* Goal
Copy out all of the material below word for word, leaving no line out.

* Input data
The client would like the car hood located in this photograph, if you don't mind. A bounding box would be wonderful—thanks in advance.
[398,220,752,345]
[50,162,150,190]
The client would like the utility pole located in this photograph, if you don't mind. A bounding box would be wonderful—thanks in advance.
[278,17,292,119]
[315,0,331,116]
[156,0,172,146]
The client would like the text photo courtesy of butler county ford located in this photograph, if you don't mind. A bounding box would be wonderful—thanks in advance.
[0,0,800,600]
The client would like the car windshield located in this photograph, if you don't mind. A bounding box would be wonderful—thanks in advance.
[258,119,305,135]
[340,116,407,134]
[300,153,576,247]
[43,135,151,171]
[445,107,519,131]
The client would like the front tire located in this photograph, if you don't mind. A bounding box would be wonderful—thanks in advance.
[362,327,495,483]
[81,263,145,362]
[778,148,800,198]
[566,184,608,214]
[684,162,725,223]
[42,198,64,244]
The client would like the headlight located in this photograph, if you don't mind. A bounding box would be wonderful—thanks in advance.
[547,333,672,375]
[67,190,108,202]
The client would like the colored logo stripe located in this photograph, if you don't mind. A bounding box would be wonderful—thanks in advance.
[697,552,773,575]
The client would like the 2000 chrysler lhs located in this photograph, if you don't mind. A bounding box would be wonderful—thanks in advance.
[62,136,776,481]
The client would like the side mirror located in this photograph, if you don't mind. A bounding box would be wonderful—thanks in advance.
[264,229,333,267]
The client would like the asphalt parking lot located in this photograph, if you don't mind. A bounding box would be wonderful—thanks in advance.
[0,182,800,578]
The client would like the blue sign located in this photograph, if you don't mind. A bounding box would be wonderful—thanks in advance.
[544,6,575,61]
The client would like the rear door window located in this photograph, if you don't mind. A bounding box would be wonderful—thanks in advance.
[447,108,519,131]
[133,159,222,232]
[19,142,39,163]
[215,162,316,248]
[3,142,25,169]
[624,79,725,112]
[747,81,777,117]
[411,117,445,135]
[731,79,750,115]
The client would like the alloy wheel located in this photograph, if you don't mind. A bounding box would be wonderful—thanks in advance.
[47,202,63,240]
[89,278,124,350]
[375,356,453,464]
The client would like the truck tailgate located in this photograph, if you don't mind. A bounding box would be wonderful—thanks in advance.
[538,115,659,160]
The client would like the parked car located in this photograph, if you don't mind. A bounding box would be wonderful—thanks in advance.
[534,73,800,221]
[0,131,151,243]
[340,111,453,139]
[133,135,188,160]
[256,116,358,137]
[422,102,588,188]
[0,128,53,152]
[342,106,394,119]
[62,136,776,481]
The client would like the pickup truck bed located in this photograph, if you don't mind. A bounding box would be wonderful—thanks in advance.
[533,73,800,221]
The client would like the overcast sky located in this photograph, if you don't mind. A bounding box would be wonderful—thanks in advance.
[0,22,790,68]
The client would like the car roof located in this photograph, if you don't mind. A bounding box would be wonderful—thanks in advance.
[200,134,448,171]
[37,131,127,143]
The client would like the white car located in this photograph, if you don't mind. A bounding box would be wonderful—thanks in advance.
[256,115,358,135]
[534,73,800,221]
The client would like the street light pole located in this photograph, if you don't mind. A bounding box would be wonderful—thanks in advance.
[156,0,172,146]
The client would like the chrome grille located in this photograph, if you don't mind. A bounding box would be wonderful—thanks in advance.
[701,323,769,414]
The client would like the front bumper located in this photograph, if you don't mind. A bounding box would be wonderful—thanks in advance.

* Worked answer
The client would like the car hood located in this photograph, if you don't mind. A bounding box would be wonderful—thanks in advance.
[398,220,752,345]
[50,162,150,190]
The client would like the utility pole located in this photograph, if you don't mind. A bounding box would be wonderful—thanks in advance.
[278,17,292,119]
[315,0,331,116]
[156,0,172,146]
The client would like the text photo courtesy of butler county ford located in this photograph, if you don't mind. A bounding box would be wonderful—thanks in advance.
[0,0,800,600]
The client would like the car windshield located in this photograph, if you don't mind. A bounding box would be wonderful—thanks in advance.
[258,119,305,135]
[340,116,407,134]
[300,153,576,247]
[43,135,151,171]
[445,107,519,131]
The client would like the front tire located in this photograph, if you don't mind. A bounding box would be wonderful—thanks in advance.
[362,327,495,483]
[81,263,145,362]
[778,148,800,198]
[566,184,608,214]
[684,162,725,223]
[42,198,64,244]
The client would like the headlight located in this photograph, if you don't mind. A bounding box would be wonderful—thanks in advance.
[547,333,672,375]
[67,190,108,202]
The client would like the colored logo stripe located in this photograph, if you don't mind. A bounding box would be wonderful—thanks in advance.
[697,552,773,575]
The client would like the 2000 chrysler lhs located in this photograph, if you don't mind. A bounding box would be wonderful—thanks in advance.
[62,136,776,481]
The client would like the side mirror located in this photograph, if you don't mind. A bounding box would be wonderful—thanks in advance.
[264,229,333,267]
The client would like the asphalt parking lot located in this photograph, if you don't mind. A bounding box would be wonderful—thanks in advance.
[0,182,800,578]
The client would like the blue sign located in this photograph, if you don't mind. A bounding box would be wonderful—thanks in advance.
[544,6,575,61]
The client would like the rear door window located in this photograph, if you don't mind. A bounding box would be wonderful—thanks in advance.
[447,108,519,131]
[133,159,222,232]
[19,142,39,163]
[215,162,316,248]
[3,142,25,169]
[624,79,725,112]
[747,81,777,117]
[411,117,445,135]
[731,79,750,115]
The client would like the alloy wheel located in this photograph, if you don't mind. A bounding box would be wonderful—thanks in advance.
[47,202,63,240]
[89,278,124,350]
[375,356,453,464]
The client would like the truck tailgate located in this photograph, if you don't mind. A bounding box would be wonderful—thanks in advance.
[538,115,659,160]
The client would like the parked car located in this photograph, if you don't mind. A bounding box would be wonderful—thanks in advance.
[534,73,800,221]
[0,131,151,243]
[340,111,453,139]
[133,135,188,160]
[256,116,358,137]
[422,102,588,188]
[0,128,53,152]
[342,106,394,119]
[62,136,776,481]
The client would like the pickup truck bed located in this photograph, if you don't mind. A bounding box would be wonderful—thanks in advance.
[533,73,800,221]
The client would like the overcast sky located in this photograph, if you don't mind. A bounding box would be wonderful—thanks in advance.
[0,22,790,68]
The client would like the car roof located in this photograph, if you don't mind. A bounding box would be wonderful—thanks in advance.
[200,134,448,171]
[37,131,127,143]
The client would like the white car located in this photograph, if you don't mind. A bounding box would be wonderful—thanks in advance.
[256,115,358,135]
[534,73,800,221]
The client would like the street light pole located in this photograph, if you don't mind. A bounding box would be wonderful—thanks in advance.
[156,0,172,146]
The client would like the chrome grille located in this photograph, if you don't mind. A bounding box would be wonderful—thanks in advance.
[701,323,769,414]
The client would like the front bumper located in this photograph, if you don't mind. A bounding box would be wonderful—thanks in advance.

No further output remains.